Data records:
************
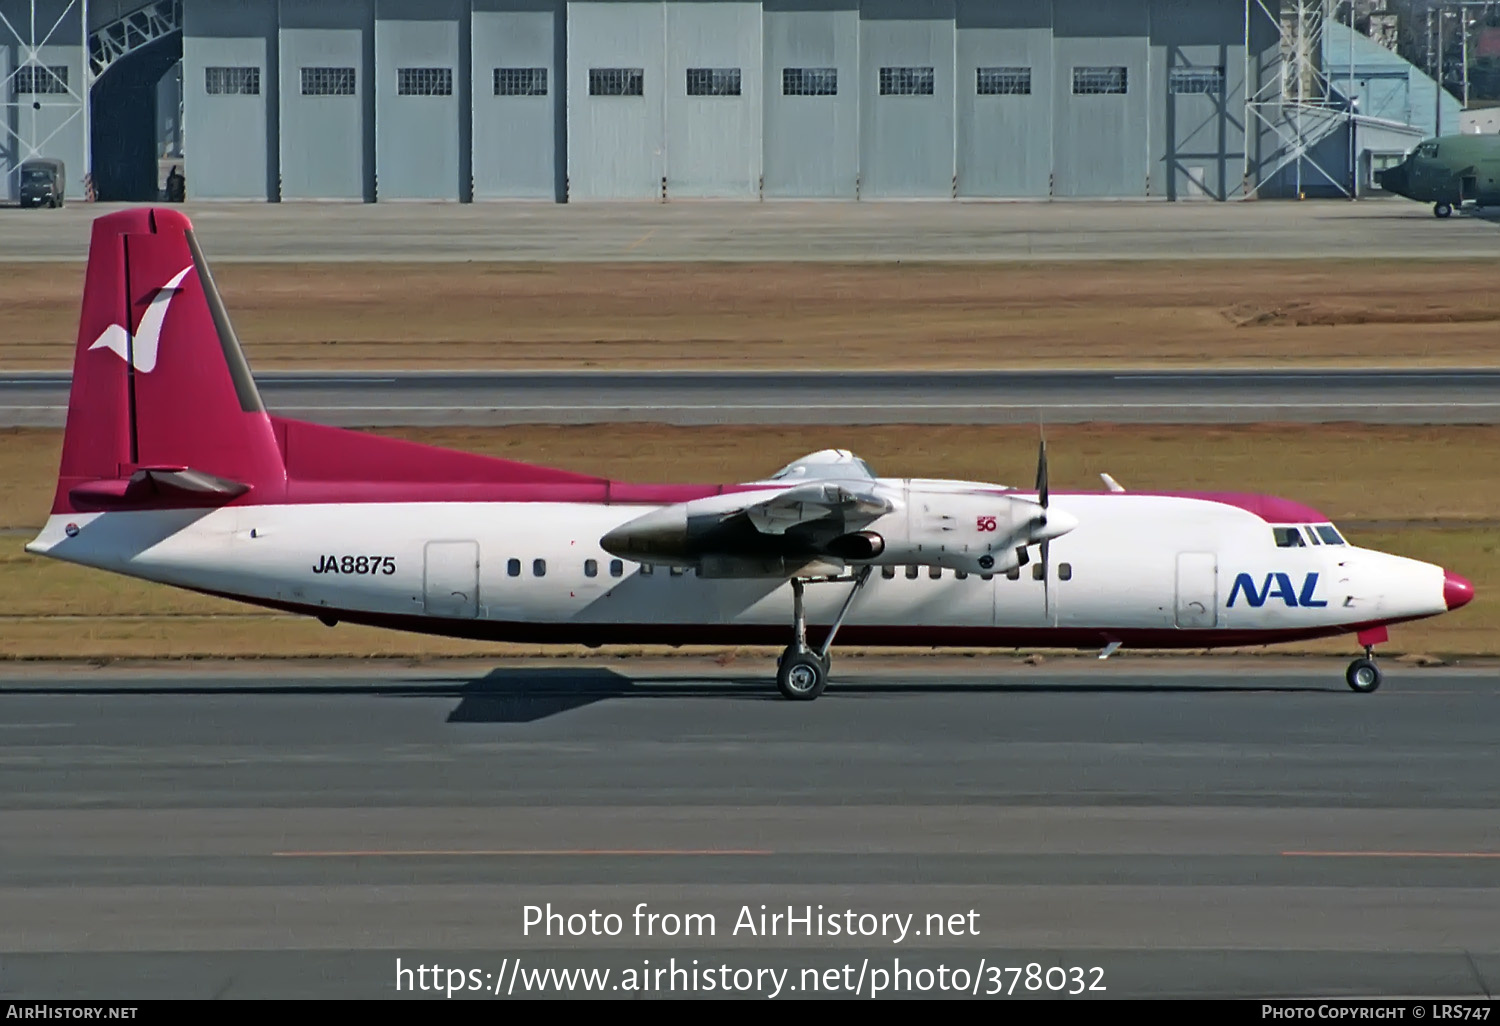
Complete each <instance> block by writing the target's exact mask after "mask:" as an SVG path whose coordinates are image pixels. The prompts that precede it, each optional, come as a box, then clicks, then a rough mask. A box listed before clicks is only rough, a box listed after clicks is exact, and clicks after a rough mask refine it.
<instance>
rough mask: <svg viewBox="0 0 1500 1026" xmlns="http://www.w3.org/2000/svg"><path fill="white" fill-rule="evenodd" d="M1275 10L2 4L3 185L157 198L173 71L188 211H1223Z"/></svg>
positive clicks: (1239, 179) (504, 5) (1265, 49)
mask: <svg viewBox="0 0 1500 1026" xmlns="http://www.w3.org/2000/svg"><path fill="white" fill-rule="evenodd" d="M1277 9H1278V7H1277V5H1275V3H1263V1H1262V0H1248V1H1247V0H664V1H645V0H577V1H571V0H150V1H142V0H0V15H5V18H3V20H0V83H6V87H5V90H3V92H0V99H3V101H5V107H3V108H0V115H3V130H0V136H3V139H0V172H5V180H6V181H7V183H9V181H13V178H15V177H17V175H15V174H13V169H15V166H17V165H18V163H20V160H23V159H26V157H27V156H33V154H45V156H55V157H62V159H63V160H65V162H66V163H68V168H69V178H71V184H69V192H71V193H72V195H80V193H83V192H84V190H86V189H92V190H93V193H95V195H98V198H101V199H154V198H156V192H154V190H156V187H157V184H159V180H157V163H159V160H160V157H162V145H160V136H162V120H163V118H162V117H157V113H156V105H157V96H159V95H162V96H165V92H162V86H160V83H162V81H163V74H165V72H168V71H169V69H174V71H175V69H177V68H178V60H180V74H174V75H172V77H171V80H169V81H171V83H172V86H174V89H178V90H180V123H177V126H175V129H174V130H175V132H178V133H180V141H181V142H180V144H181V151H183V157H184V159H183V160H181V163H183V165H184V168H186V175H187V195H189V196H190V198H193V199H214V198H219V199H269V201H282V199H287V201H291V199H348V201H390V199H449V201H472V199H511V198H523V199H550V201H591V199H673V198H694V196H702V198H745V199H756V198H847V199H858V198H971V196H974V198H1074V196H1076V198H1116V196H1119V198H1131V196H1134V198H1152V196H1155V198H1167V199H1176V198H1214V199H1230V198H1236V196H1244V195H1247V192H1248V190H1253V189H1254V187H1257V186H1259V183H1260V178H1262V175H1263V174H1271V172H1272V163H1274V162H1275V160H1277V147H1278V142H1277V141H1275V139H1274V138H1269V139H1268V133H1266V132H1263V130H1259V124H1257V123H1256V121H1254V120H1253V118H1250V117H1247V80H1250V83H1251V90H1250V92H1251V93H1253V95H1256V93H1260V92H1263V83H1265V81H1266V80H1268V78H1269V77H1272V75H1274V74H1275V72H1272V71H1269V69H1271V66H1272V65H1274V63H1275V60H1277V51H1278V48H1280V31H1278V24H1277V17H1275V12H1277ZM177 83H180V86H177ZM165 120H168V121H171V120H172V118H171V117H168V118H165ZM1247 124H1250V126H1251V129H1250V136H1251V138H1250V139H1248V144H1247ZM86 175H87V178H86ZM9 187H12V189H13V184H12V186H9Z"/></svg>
************
WHAT IS BEING ASKED =>
Each line that holds the word "instance" should be extracted from the records.

RESPONSE TO THIS TASK =>
Complete each <instance> block by writing the target's exact mask after "mask:" as an SVG path whose coordinates are image pixels. The prompts that precede it, each optional, come as a box, then clicks, then a rough mask. A box listed before clicks is only rough, a box listed after clicks is exact, and clicks after a rough mask refine it.
<instance>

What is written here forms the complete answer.